**Task prompt**
Word for word, write out the entries that follow, omitting all pictures.

**Available data**
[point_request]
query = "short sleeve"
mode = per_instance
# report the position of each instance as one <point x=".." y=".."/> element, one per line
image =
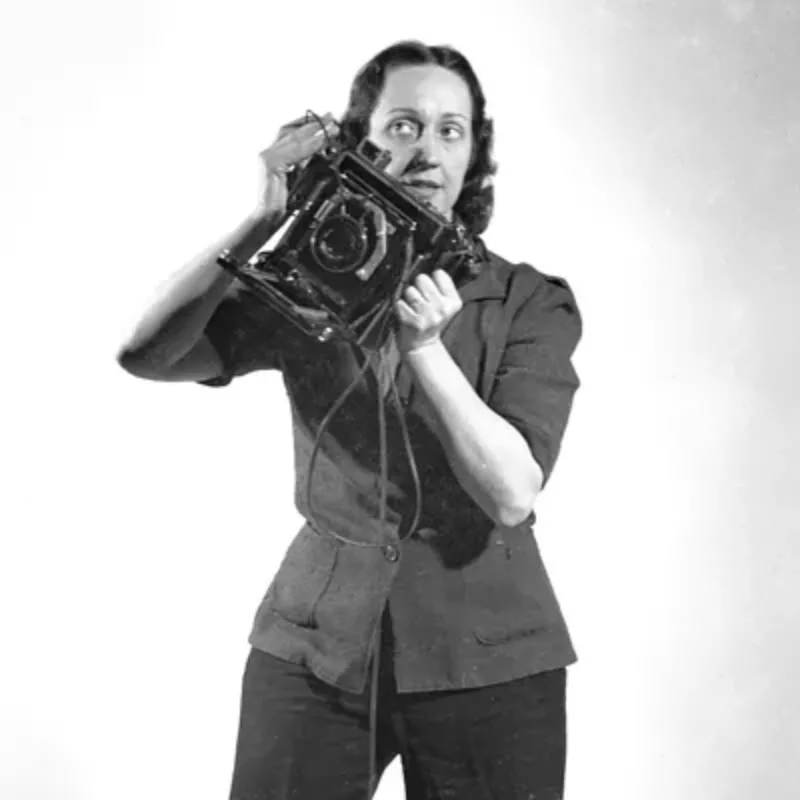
<point x="536" y="381"/>
<point x="247" y="334"/>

**Expected answer**
[point_request]
query = "short sleeve"
mode = per_instance
# report the position of each instance as one <point x=".." y=".."/> element, one per line
image =
<point x="536" y="381"/>
<point x="247" y="334"/>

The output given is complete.